== Vorliegender Text ==

8. Oktober 2018

Streit um Frühfranzösisch und Lehrmittel


Eltern und Schüler mussten dieser Tage erfahren, dass im Streit um den Frühfranzösisch-Unterricht im Baselbiet die Nerven blank liegen. Über die von der BaZ veröffentlichten Ergebnisse der Hearings der Bildungs-, Kultur- und Sportdirektion mit Französisch-Lehrkräften zum Lehrmittel Mille feuilles ist ein Streit entbrannt, der einem eigentlichen Glaubenskrieg unter Lehrerinnen und Lehrern gleichkommt. Die Starke Schule beider Basel sah sich sogar genötigt, zum Streit zwei neue Volksinitiativen beizusteuern.
Lehrplan-Ziele nicht erreicht, Basler Zeitung, 8.10. von Thomas Dähler


Hintergrund des Streits ist das Konzept zur Lancierung des Frühfranzösisch-Unterrichts: Sechs Kantone haben seinerzeit mit einem gemeinsamen Projekt den Französisch-Unterricht ab der dritten Klasse eingeführt. Abgelaufen ist der Vertrag darüber im vergangenen Sommer, sodass die Kantone nun wieder frei sind zu entscheiden, wie es mit dem Französisch-Unterricht weitergeht – und vor allem, ob vom einst obligatorisch erklärten Lehrmittel Mille feuilles abgerückt werden soll. Der Baselbieter Landrat zumindest hat dies mit seinem Ja zur Initiative «Ausstieg aus dem gescheiterten Passepartout-Fremdsprachenprojekt» beschlossen. Umsetzen will die Bildungs-, Kultur- und Sportdirektion die Initiative mit einer im Bildungsgesetz festzulegenden Lehrmittel-Freiheit.
Mit dieser Lösung sind selbstredend nicht alle einverstanden. Während die einen nach wie vor alles zur Rettung von Mille feuilles und der gleich konzipierten weiteren Lehrmittel Clin d’Oeil und New World unternehmen, wollen die anderen die umstrittenen Schulbücher verboten sehen. Laien können diesen Streit nicht wirklich nachvollziehen. Selbst die Stimme des von den sechs Kantonen eingesetzten Leiters des zu Ende gegangenen Projekts Passepartout der sechs Kantone tönt pragmatischer: Für eine Verbesserung des Fremdsprachenunterrichts zugunsten der Schüler sollten die Lehrmittel «nicht überbewertet werden», beantwortete Reto Furter einst eine entsprechende Frage der BaZ.

===
== Vorliegendes Material ==

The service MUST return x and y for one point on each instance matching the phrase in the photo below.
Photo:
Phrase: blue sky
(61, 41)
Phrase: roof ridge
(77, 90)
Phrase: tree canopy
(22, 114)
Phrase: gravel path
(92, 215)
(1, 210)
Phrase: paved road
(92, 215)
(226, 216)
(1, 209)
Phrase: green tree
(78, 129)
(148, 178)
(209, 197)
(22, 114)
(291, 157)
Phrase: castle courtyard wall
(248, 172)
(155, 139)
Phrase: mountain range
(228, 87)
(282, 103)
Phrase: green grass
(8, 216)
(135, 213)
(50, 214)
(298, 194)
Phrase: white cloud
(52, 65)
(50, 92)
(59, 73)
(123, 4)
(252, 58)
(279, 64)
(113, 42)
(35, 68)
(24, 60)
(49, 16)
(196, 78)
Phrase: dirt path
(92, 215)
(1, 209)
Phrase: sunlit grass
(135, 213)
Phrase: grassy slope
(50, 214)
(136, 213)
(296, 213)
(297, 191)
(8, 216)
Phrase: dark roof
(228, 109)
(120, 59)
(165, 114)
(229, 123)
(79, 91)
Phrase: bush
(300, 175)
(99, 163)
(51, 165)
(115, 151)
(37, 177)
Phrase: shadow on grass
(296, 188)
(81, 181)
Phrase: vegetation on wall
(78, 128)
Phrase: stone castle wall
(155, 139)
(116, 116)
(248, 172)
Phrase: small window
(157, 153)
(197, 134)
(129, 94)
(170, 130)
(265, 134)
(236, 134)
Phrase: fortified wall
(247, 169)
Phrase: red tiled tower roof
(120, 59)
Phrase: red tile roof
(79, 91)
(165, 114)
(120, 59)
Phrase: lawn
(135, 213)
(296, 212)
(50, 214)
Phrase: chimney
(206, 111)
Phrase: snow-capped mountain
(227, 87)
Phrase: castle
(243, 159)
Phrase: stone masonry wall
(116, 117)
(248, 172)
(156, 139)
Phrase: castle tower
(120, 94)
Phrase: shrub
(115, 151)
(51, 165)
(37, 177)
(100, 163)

===

— Aufgaben —
[1] Geben Sie bitte den Abschnitt aus dem Text zum Frühfranzösisch-Streit wieder, beginnend bei „Mit dieser Lösung“ und endend bei „entsprechende Frage der BaZ.“, und ersetzen Sie darin „Laien“ durch „Aussenstehende“.
[2] Beantworten Sie anhand des Textes zum Frühfranzösisch-Streit:
(a) Wie viele Kantone führten mit einem gemeinsamen Projekt den Französisch-Unterricht ab der dritten Klasse ein?
(b) Wann ist der Vertrag über dieses Projekt abgelaufen?
(c) Wer leitete das Projekt Passepartout?
Das Material wird hier nicht gebraucht.

— Antworten —
[1]
Mit dieser Lösung sind selbstredend nicht alle einverstanden. Während die einen nach wie vor alles zur Rettung von Mille feuilles und der gleich konzipierten weiteren Lehrmittel Clin d’Oeil und New World unternehmen, wollen die anderen die umstrittenen Schulbücher verboten sehen. Aussenstehende können diesen Streit nicht wirklich nachvollziehen. Selbst die Stimme des von den sechs Kantonen eingesetzten Leiters des zu Ende gegangenen Projekts Passepartout der sechs Kantone tönt pragmatischer: Für eine Verbesserung des Fremdsprachenunterrichts zugunsten der Schüler sollten die Lehrmittel «nicht überbewertet werden», beantwortete Reto Furter einst eine entsprechende Frage der BaZ.

[2]
(a) Sechs Kantone.
(b) Im vergangenen Sommer.
(c) Reto Furter.